*WORK INSTRUCTIONS*: Copy exactly, please, the line that has "Target: wooden wall" in it along with every line after it to the end of the listing.
---------- RECORD EXCERPTS
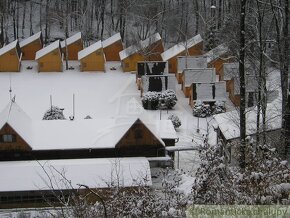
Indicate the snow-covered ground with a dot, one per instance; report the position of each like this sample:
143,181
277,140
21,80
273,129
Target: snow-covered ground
112,94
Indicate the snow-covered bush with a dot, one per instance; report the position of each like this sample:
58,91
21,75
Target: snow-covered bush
219,107
54,113
217,182
201,110
151,100
170,98
175,121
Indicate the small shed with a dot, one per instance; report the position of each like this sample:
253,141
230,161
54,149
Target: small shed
74,45
186,62
202,75
149,49
194,47
31,45
207,92
10,57
50,58
92,58
217,57
112,46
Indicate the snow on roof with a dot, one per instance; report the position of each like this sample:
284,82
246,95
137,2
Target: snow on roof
180,47
47,49
77,134
184,62
18,120
88,50
8,47
30,39
216,52
161,129
229,122
204,75
111,40
231,70
71,39
205,92
95,173
141,45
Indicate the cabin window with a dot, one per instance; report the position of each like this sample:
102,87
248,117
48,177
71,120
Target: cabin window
8,138
138,134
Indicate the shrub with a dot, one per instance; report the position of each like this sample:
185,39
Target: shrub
151,100
175,121
201,110
54,113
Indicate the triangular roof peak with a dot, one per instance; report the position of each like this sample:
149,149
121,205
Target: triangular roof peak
47,49
8,47
30,39
18,120
138,121
71,39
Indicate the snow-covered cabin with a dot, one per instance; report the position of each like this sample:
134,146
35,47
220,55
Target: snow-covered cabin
186,62
15,129
31,45
82,138
217,57
192,47
10,57
208,92
198,75
49,58
112,46
35,183
74,45
92,58
149,49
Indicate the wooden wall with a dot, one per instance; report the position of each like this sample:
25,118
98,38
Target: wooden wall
93,62
112,51
155,51
19,144
140,138
9,62
73,50
51,62
29,50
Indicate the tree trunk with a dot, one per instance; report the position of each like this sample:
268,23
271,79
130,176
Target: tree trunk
242,52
--------------------
*OUTPUT FOR THIS EXERCISE*:
Target: wooden wall
93,62
112,51
155,51
19,144
140,138
9,62
73,50
51,62
29,50
Indicate the tree trunk with a dot, one per instance; report the position of each like this sample:
268,23
271,79
130,176
Target: tree trunk
242,52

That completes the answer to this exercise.